Work to complete
From the article on our relationship to the aged, list every factor it names as elevating the risk of infectious disease for people residing in long-term care facilities.

Health
Our Ambivalent Relationship to the Aged
In the pandemic, protection of the frail elderly has not been a high priority
Posted June 22, 2020 Reviewed by Lybi Ma
This post was written with Paul Scherz, an associate professor of moral theology and ethics at The Catholic University of America. We are co-editors of The Evening of Life: The Challenges of Aging and Dying Well (forthcoming from the Notre Dame Press).
Martha Crawford spent her adult life surrounded by family. As she came to require skilled nursing care, she entered a facility near her two youngest children. Failing steadily, she was in her last days when the pandemic hit, and all visitation was suspended. She died two weeks later of a condition unrelated to the pandemic. Nonetheless, she died alone and was interred alone. Neither vigil nor funeral were permitted.
Ms. Crawford’s experience is not unique. Thousands of others have quietly faced their greatest fear in this pandemic: not to die, according to reporting in The New York Times, but to die alone.
This viral storm is exposing deep contradictions in our way of life. None is greater than our ambivalent relationship to the frail elderly.
COVID-19 disproportionately strikes the old. This very fact is one of the key reasons for the unprecedented stay-at-home orders and visitor bans at long-term care facilities (LTCF) across the country. These well-intentioned actions aimed at protecting the oldest and most vulnerable among us. Yet our response also betrays some of the worst tendencies of our society in confronting the distinct circumstances of the aged.
This group already suffers from isolation and loneliness. A February National Academies report showed that loneliness is widespread in the older population and contributes substantially to their health problems. A 2017 study found some 40 percent of nursing facility residents reporting depressive symptoms. Now, in the name of health, safety, or “flattening the curve,” draconian measures sever sources of resilience, and the care and connections that make life worth living. While the rest of society may be “opening up,” we are hearing proposals for prolonged isolation of the old.
The high percentage of COVID deaths occurring in LTCFs makes it obvious these measures are failing. Long before the current pandemic, we knew that people residing in such facilities were susceptible to infectious diseases with potentially devastating consequences. Their risk is elevated by their overall frailty, close living arrangements, shared caregivers, and, in many homes, poor infection control training and practice. Aside from extreme visitor restrictions, we know of no steps to provide alternative arrangements, as are made in facilities with similar risks, like prisons. In fact, the proposed California budget would cut funding for community-based health programs that allow people to age at home.

Saved entries
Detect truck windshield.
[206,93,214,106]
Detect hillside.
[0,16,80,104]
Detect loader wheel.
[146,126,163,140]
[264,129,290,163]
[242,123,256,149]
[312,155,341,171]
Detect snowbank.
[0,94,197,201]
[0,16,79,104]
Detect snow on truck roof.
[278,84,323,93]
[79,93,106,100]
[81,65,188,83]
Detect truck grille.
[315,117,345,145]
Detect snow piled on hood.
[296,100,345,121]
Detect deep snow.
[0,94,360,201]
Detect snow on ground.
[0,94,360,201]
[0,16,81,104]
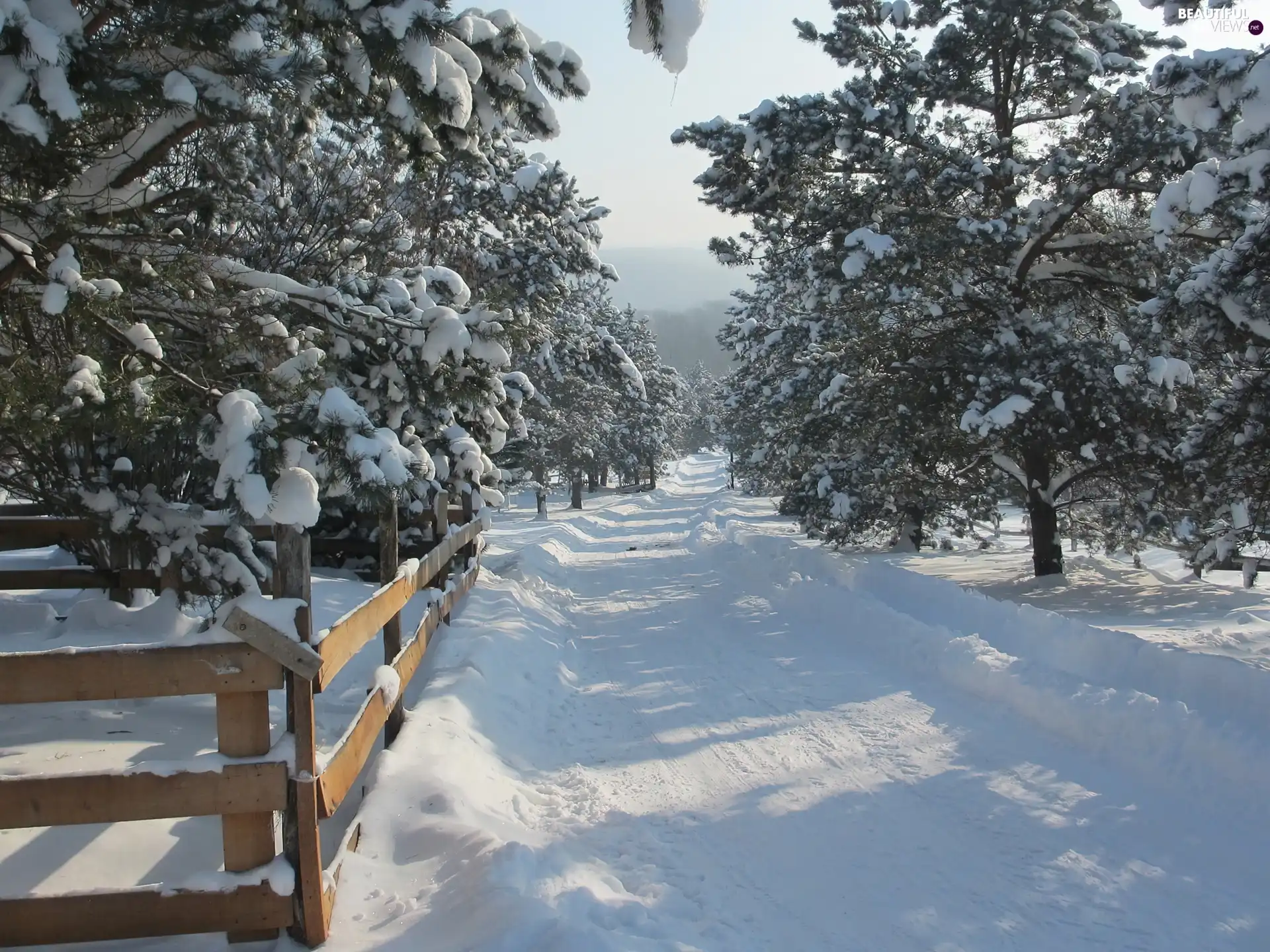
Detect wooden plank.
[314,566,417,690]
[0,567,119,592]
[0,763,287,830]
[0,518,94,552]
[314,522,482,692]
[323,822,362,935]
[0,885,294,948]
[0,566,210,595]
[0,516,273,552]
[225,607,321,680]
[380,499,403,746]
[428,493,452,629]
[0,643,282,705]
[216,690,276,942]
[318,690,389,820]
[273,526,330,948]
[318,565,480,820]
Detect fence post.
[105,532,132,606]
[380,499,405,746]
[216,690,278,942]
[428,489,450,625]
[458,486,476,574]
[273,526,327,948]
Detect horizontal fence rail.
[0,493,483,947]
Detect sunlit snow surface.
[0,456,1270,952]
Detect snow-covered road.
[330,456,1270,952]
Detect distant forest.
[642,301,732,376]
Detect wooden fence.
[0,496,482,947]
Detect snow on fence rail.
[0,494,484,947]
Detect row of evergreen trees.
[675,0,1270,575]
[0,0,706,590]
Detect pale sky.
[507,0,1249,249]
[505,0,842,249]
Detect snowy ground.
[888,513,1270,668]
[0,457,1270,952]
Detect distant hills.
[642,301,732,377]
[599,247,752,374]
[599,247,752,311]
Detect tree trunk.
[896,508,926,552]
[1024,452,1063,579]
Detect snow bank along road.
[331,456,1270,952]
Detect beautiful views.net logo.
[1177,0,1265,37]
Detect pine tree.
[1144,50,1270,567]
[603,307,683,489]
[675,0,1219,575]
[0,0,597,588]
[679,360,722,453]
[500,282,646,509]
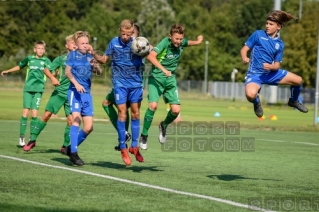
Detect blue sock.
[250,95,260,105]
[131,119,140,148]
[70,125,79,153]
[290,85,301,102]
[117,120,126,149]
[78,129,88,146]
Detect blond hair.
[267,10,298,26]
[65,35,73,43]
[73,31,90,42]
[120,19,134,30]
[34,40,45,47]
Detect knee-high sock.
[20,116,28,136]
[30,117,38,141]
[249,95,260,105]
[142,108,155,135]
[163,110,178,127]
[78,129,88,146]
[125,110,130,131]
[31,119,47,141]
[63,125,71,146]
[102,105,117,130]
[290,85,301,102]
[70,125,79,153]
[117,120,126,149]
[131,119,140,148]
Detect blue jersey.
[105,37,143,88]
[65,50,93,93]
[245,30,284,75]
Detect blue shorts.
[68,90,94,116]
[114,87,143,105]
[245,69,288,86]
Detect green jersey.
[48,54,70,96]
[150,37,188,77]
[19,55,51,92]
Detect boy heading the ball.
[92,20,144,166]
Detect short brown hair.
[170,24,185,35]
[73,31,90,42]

* * *

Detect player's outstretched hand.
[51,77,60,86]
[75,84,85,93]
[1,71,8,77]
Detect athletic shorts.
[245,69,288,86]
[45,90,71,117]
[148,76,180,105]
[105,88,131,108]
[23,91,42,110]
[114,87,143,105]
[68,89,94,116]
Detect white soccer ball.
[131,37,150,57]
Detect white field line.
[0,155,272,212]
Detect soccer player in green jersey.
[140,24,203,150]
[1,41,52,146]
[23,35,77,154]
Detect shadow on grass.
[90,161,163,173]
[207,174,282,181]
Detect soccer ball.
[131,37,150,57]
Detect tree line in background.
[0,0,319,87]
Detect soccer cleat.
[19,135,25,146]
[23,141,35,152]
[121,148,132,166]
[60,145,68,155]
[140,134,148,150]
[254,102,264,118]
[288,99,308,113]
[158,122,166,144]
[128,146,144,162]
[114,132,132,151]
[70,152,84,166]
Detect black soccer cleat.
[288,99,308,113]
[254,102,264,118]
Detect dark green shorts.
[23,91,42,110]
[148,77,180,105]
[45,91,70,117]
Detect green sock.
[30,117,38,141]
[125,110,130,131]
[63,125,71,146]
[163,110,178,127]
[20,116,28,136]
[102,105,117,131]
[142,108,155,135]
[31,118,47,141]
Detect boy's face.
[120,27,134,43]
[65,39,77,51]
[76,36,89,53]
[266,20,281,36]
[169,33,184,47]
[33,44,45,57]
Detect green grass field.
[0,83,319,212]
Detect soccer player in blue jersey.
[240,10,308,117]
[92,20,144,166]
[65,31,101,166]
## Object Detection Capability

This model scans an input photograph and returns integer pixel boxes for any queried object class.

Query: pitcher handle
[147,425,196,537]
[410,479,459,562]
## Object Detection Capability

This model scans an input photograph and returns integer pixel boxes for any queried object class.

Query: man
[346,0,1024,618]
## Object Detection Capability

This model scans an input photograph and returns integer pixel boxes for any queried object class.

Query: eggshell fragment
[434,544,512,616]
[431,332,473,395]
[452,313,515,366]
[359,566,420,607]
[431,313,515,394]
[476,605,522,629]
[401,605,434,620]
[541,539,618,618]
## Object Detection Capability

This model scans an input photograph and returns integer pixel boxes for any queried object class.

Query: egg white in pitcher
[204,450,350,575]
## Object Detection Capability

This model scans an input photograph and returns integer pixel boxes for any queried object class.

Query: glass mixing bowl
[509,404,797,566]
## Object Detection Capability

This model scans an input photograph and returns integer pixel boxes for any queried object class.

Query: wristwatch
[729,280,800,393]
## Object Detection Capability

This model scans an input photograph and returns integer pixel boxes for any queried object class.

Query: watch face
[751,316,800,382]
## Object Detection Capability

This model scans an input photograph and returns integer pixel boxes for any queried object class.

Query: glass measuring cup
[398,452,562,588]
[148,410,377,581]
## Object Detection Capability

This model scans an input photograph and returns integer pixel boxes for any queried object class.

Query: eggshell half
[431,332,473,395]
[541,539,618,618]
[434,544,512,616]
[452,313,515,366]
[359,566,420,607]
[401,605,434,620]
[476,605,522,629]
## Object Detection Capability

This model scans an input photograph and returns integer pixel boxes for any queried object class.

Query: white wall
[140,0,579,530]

...

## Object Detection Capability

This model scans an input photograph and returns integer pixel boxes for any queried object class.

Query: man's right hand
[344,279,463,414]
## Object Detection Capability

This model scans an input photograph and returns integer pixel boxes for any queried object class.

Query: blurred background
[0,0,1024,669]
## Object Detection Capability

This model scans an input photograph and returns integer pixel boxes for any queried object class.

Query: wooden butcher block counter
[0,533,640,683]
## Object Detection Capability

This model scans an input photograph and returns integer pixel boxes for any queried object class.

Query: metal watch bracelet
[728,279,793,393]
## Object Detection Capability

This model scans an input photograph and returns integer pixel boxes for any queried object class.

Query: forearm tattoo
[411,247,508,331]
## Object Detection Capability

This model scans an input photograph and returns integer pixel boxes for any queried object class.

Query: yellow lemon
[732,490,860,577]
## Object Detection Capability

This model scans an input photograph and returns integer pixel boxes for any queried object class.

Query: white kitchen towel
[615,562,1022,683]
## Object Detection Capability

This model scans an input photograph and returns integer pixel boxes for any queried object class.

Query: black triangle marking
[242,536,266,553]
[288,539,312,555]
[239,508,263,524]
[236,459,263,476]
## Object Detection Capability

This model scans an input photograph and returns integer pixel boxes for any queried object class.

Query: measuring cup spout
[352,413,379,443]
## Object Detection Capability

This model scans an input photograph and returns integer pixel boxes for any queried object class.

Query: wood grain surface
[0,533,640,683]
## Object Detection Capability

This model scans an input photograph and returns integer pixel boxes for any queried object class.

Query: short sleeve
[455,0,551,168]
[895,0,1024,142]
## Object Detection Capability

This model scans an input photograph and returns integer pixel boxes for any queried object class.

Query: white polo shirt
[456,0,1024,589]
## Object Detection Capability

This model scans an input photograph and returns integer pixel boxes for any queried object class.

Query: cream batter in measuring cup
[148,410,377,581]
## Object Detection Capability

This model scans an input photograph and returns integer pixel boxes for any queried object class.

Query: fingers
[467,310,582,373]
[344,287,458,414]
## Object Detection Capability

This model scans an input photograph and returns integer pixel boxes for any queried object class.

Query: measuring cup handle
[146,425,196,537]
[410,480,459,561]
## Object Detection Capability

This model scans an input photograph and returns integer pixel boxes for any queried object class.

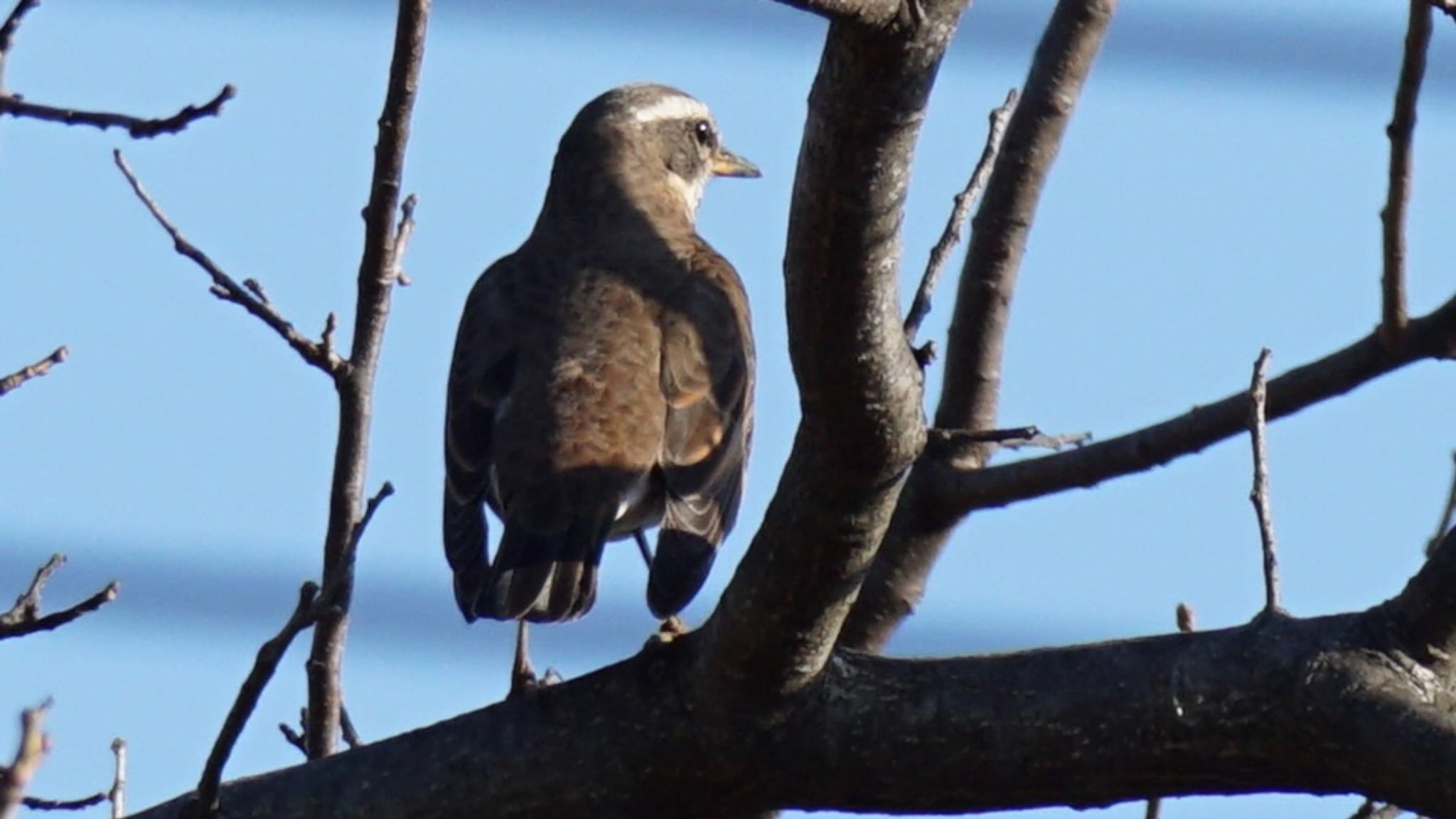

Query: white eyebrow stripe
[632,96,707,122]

Solution to this task
- Overall frailty
- Close living arrangements
- Shared caregivers
- Poor infection control training and practice (in many homes)